## Directions
Turn the material below into a JSON list of strings, one string per line and no blank lines, starting at the line containing "target | eyeglass temple arm" and ending at the line containing "164), (259, 185)]".

((

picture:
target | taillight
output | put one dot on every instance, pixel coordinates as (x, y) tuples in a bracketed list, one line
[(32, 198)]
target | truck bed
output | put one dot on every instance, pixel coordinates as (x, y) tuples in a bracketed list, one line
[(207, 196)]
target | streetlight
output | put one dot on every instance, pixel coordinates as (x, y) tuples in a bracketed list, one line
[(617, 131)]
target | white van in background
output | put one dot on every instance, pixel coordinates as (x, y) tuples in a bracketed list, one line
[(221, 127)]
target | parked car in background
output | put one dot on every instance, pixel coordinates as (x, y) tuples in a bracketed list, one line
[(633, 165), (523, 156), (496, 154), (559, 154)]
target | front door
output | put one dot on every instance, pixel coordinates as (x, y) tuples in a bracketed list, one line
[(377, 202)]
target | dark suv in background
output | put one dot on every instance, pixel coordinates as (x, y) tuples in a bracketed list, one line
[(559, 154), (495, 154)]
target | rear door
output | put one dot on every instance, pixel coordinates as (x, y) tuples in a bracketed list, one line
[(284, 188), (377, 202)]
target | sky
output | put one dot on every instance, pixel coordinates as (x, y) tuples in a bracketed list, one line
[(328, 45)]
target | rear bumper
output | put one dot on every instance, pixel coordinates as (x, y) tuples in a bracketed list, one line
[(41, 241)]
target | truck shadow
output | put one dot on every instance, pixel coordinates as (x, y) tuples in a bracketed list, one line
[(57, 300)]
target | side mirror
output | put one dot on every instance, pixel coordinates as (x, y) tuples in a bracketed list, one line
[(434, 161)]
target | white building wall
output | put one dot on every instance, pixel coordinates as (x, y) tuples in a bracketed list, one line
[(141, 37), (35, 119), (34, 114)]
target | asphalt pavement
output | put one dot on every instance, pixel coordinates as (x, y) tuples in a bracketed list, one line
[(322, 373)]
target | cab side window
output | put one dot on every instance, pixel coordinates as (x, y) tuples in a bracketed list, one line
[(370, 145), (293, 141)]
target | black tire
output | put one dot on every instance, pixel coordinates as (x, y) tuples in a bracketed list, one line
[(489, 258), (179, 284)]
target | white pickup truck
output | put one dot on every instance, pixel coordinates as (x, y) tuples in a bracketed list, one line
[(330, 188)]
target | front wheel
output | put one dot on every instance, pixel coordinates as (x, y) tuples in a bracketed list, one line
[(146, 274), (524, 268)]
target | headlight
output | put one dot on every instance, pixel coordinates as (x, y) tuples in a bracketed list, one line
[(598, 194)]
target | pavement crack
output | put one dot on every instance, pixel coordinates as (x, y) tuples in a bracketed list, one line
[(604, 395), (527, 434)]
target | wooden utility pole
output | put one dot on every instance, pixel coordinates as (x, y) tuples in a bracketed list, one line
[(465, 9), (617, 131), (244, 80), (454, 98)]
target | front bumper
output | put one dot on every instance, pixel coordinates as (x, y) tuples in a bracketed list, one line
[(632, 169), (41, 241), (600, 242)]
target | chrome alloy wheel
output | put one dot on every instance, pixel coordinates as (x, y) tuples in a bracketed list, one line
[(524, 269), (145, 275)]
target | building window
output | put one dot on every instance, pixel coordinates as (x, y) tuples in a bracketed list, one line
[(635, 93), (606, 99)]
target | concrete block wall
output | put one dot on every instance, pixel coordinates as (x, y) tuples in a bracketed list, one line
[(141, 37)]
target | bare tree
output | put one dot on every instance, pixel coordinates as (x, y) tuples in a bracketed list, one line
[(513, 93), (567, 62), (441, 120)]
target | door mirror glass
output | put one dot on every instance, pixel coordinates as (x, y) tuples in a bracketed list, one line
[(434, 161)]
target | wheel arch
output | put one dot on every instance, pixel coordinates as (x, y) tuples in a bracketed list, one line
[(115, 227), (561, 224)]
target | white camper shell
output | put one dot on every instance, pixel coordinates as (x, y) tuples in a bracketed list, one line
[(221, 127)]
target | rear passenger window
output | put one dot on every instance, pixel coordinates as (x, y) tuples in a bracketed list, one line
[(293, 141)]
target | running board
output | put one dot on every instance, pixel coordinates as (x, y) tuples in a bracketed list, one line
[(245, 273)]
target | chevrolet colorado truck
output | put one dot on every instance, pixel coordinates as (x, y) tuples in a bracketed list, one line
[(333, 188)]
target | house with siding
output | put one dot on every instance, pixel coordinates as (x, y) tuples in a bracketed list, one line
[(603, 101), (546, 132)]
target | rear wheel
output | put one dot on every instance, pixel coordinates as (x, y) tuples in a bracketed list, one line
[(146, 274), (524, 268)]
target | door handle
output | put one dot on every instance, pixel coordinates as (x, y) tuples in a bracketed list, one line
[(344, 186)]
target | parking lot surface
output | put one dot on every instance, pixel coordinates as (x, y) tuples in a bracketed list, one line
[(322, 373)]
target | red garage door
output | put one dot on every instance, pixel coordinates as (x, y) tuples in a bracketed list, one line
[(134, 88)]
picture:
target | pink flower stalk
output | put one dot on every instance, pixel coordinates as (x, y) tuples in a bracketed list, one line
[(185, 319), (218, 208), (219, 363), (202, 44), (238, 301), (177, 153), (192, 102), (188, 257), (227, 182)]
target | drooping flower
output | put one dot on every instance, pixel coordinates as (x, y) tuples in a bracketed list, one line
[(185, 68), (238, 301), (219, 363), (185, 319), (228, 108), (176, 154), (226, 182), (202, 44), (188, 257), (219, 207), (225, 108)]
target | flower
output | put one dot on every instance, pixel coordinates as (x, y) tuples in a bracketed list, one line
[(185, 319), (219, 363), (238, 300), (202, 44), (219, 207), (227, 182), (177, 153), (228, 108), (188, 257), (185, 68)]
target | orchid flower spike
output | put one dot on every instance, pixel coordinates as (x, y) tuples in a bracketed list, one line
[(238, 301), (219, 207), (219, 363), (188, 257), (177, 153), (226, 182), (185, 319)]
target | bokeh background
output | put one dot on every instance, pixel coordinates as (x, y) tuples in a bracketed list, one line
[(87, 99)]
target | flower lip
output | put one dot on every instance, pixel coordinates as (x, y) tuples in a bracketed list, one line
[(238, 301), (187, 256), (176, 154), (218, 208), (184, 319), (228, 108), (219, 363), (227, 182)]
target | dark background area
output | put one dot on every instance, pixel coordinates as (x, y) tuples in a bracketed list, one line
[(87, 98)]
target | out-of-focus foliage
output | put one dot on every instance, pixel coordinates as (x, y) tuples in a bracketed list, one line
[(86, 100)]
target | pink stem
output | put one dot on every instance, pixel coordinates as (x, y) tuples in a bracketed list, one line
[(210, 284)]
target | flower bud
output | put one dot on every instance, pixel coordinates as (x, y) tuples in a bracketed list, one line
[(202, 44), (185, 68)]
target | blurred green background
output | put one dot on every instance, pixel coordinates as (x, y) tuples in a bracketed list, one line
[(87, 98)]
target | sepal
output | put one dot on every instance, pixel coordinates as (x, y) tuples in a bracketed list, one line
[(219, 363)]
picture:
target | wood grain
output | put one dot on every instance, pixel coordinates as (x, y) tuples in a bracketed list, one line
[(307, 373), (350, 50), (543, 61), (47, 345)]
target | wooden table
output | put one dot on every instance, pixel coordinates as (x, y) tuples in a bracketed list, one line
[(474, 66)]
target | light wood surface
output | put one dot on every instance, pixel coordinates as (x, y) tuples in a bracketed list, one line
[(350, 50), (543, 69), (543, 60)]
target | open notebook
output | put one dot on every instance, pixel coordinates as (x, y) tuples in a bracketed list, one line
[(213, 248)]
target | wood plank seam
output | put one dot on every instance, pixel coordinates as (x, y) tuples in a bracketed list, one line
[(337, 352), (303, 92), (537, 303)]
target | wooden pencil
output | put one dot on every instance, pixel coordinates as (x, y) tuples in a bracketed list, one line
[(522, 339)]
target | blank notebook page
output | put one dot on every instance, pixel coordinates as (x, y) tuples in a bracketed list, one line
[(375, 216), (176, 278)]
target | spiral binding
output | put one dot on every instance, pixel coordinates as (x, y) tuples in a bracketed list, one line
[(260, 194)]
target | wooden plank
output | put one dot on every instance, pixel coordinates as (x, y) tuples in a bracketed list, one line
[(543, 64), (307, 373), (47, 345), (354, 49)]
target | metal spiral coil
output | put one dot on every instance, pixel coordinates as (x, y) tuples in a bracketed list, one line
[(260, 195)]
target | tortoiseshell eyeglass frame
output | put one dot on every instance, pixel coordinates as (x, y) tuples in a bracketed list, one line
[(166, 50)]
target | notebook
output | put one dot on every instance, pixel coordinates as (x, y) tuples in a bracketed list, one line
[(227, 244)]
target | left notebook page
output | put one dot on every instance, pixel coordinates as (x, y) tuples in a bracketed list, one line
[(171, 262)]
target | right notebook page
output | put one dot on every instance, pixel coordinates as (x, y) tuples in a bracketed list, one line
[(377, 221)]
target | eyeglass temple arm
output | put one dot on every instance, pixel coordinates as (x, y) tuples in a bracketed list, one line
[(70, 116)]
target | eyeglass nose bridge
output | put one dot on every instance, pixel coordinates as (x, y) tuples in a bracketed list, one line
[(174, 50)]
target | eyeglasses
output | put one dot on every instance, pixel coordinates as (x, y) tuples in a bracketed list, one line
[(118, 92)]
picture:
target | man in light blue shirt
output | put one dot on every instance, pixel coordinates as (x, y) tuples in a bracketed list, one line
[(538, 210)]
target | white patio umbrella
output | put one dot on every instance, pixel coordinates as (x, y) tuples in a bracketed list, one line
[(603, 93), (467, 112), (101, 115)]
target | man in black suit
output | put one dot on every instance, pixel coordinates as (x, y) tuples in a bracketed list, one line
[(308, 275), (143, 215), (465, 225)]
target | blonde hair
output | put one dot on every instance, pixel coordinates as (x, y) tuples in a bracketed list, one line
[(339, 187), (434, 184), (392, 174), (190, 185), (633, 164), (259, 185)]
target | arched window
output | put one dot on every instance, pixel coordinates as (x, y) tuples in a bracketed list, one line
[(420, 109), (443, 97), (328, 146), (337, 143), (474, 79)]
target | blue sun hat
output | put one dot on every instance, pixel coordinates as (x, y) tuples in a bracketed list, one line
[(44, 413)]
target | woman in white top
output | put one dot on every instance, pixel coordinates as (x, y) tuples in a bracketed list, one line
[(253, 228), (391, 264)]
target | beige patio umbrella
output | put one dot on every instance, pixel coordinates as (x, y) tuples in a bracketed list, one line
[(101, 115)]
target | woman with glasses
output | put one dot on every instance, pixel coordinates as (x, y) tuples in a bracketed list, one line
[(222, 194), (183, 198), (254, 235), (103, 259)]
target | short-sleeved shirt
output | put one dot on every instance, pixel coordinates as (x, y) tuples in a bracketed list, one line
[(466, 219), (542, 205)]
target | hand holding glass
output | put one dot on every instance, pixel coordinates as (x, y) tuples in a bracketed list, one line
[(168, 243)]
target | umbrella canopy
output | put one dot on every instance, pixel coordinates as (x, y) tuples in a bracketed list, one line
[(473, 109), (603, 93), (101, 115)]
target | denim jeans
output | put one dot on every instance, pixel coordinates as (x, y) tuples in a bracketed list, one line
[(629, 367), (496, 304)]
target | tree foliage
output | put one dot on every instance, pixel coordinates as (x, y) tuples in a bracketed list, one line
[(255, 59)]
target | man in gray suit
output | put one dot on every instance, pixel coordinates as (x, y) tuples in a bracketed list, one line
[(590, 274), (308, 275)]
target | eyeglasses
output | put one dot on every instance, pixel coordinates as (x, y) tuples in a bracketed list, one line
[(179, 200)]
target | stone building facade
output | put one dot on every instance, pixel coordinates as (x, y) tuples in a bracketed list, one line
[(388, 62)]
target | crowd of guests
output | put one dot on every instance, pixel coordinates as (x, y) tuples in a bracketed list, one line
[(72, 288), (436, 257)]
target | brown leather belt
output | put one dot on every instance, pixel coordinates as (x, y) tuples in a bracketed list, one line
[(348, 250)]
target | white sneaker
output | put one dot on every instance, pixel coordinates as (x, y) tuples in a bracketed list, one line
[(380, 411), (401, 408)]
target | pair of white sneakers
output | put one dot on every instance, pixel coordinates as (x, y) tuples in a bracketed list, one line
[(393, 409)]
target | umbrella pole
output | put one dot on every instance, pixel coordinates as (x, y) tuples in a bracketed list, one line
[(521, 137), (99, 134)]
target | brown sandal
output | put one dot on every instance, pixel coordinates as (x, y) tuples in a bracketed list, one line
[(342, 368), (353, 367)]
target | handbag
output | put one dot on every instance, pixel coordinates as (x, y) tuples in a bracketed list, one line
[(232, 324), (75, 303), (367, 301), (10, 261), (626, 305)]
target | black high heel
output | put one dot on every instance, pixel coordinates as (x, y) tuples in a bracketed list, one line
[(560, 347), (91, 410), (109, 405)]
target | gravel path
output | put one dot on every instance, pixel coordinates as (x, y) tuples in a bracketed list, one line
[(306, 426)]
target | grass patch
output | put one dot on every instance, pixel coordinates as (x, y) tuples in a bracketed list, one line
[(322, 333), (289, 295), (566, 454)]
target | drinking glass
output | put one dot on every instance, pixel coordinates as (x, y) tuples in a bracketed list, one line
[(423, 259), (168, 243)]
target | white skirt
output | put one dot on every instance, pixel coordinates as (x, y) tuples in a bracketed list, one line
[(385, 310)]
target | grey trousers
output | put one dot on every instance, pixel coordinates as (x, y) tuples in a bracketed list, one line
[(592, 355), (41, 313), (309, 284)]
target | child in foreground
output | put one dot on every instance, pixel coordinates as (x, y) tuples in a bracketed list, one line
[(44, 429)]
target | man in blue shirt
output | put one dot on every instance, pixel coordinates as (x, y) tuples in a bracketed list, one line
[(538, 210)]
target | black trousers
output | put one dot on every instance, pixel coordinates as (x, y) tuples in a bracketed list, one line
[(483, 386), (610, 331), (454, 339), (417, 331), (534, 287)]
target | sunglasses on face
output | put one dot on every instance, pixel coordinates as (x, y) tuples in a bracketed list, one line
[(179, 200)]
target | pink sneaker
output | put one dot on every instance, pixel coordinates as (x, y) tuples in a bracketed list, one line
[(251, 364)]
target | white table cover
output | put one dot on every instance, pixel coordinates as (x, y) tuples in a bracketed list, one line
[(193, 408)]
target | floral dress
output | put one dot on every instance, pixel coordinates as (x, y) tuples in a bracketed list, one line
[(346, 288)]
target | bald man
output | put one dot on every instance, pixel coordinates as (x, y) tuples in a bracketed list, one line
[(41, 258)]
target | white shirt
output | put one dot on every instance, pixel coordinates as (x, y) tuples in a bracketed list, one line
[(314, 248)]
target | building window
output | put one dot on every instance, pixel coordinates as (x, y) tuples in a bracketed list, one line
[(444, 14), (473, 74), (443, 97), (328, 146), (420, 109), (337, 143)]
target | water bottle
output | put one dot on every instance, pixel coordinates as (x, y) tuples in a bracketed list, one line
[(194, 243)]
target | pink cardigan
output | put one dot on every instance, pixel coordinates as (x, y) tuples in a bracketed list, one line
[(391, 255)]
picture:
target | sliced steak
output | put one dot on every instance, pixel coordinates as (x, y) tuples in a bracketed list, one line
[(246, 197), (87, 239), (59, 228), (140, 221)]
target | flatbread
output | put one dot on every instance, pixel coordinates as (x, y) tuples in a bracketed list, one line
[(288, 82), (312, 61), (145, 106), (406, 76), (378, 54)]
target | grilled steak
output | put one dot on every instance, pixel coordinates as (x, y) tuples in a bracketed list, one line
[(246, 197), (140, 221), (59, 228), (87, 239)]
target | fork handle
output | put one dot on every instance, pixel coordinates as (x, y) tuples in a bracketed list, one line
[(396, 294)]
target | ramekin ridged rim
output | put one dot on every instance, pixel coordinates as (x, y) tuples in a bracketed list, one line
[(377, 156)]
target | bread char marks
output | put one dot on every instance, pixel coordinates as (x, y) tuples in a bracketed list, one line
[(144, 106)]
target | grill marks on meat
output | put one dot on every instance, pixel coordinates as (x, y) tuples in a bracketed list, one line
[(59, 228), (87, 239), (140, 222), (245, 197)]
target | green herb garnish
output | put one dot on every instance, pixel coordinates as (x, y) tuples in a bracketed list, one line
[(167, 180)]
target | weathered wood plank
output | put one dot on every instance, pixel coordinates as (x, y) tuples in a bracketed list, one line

))

## Correct response
[
  "target | eyeglass temple arm",
  "output | put one dot on every instance, pixel coordinates as (x, y) tuples in a bracketed list, one line",
  "[(70, 116)]",
  "target | eyeglass nose bridge",
  "output | put one dot on every instance, pixel coordinates as (x, y) tuples in a bracketed list, one line",
  "[(174, 50)]",
  "target | eyeglasses",
  "output | put one dot on every instance, pixel coordinates as (x, y) tuples in a bracketed list, one line",
  "[(118, 92)]",
  "picture:",
  "target | man in light blue shirt",
  "output | put one dot on every instance, pixel coordinates as (x, y) tuples in a bracketed list, one line",
  "[(538, 210)]",
  "target | white patio umbrella",
  "output | put one dot on every instance, pixel coordinates as (x, y) tuples in a bracketed list, one line",
  "[(603, 93), (467, 112), (101, 115)]",
  "target | man in black suit",
  "output | put one dot on every instance, pixel coordinates as (x, y) tuples in a bracketed list, one line",
  "[(308, 275), (143, 215), (465, 225)]",
  "target | blonde hair",
  "output | put one dot on every instance, pixel coordinates as (x, y) tuples in a bracketed list, one line",
  "[(339, 187), (434, 184), (392, 174), (190, 185), (633, 164), (259, 185)]"
]